[What is expected]
Rewrite the entries from the line containing "Reviewer note: every instance of the grab" through the end of the entries, replacing "grab bar" with "towel bar" and keeping everything else the same.

[Information shown]

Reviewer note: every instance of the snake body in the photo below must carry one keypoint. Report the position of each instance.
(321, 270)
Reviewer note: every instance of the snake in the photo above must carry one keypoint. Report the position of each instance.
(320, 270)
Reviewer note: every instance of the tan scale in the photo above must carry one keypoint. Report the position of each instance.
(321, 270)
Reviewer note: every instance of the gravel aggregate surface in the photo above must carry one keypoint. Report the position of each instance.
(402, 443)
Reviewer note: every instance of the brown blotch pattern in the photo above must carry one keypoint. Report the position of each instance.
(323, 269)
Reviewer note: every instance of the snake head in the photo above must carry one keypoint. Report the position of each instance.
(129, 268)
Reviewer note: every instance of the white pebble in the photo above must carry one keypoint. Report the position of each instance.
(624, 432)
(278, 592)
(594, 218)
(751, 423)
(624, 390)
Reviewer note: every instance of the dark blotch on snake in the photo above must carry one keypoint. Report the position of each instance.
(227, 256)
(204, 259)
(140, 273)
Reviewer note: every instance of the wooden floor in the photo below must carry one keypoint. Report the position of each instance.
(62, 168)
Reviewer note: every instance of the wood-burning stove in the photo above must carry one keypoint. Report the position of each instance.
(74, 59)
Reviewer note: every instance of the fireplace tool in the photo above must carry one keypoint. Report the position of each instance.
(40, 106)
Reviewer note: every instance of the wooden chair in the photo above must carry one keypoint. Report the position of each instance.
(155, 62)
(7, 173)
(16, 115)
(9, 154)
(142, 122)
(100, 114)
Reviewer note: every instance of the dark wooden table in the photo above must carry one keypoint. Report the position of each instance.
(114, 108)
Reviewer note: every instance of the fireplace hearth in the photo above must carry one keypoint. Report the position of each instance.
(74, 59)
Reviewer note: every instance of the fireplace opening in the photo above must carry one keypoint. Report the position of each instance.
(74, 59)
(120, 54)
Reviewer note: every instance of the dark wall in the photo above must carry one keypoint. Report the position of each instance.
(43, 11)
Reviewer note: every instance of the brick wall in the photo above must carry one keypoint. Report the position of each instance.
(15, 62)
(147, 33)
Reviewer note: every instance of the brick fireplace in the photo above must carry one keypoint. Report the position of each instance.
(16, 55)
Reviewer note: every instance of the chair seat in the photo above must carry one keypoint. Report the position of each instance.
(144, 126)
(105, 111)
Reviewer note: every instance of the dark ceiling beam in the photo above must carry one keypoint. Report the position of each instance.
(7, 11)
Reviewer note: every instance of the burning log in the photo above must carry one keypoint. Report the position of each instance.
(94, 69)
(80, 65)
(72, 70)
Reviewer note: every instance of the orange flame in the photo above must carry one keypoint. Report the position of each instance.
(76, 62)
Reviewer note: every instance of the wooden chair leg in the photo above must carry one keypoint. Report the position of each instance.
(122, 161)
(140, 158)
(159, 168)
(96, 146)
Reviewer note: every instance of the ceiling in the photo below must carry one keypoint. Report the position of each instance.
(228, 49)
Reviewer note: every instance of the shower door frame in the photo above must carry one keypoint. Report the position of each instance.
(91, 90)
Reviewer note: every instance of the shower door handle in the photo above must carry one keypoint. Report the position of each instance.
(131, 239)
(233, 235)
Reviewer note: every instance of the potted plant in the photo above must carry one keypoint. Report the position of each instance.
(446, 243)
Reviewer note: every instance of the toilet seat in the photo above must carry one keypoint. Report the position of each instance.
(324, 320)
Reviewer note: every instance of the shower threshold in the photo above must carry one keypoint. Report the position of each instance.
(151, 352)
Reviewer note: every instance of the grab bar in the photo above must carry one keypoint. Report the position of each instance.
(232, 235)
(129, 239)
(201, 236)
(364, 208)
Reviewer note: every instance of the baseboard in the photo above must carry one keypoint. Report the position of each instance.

[Exercise result]
Reviewer note: every instance of the towel bar in the photo above must carry one keypoint. Report the position of each instance.
(232, 235)
(129, 239)
(201, 236)
(364, 208)
Reviewer note: every instance of the baseboard in the photo above must carry one keypoint. Report the position of each instance.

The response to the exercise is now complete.